--- Begin Task inputs ---
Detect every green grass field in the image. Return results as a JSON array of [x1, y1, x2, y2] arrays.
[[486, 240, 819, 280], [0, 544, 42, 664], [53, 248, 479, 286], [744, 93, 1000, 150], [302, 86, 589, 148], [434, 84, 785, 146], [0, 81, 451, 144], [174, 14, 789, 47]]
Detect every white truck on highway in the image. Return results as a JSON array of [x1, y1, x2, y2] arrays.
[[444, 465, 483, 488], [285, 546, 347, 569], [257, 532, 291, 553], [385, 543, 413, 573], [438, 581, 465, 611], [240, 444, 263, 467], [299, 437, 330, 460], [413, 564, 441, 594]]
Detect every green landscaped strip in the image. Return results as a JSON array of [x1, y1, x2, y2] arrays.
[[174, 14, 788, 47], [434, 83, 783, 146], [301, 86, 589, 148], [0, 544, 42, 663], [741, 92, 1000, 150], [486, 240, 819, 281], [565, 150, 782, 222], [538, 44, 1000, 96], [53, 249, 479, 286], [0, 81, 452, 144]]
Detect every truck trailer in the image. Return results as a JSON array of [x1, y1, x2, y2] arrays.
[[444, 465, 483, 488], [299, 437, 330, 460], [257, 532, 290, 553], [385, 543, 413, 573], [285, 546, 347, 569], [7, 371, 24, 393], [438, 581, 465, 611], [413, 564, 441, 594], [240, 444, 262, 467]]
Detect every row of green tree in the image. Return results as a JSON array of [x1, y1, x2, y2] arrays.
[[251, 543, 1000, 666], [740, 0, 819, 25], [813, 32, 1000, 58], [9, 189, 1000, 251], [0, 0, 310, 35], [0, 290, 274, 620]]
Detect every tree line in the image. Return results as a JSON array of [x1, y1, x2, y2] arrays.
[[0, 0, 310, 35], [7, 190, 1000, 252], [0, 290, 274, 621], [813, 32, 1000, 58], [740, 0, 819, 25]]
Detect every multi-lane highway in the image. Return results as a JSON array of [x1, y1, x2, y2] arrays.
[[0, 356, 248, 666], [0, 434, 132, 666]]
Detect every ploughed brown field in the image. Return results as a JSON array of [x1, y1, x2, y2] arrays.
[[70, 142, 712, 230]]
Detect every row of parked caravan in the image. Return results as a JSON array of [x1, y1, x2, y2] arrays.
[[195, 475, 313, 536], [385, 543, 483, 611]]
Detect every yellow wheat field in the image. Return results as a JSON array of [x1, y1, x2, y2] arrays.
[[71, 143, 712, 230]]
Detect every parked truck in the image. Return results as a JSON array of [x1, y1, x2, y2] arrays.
--- End Task inputs ---
**Instructions for the task:** Rewrite the entries from the start through the line containing "14, 789, 47]]", keeping the requests, and shift every bounding box coordinate in the answers up by 100.

**Expected output:**
Detect every green grass field in the image. Return results as a JSON array of [x1, y1, x2, y2] arrays.
[[586, 340, 919, 380], [100, 644, 142, 764], [153, 348, 579, 386], [844, 193, 1100, 250], [402, 186, 689, 248], [534, 184, 885, 246], [100, 181, 551, 244], [274, 114, 889, 147]]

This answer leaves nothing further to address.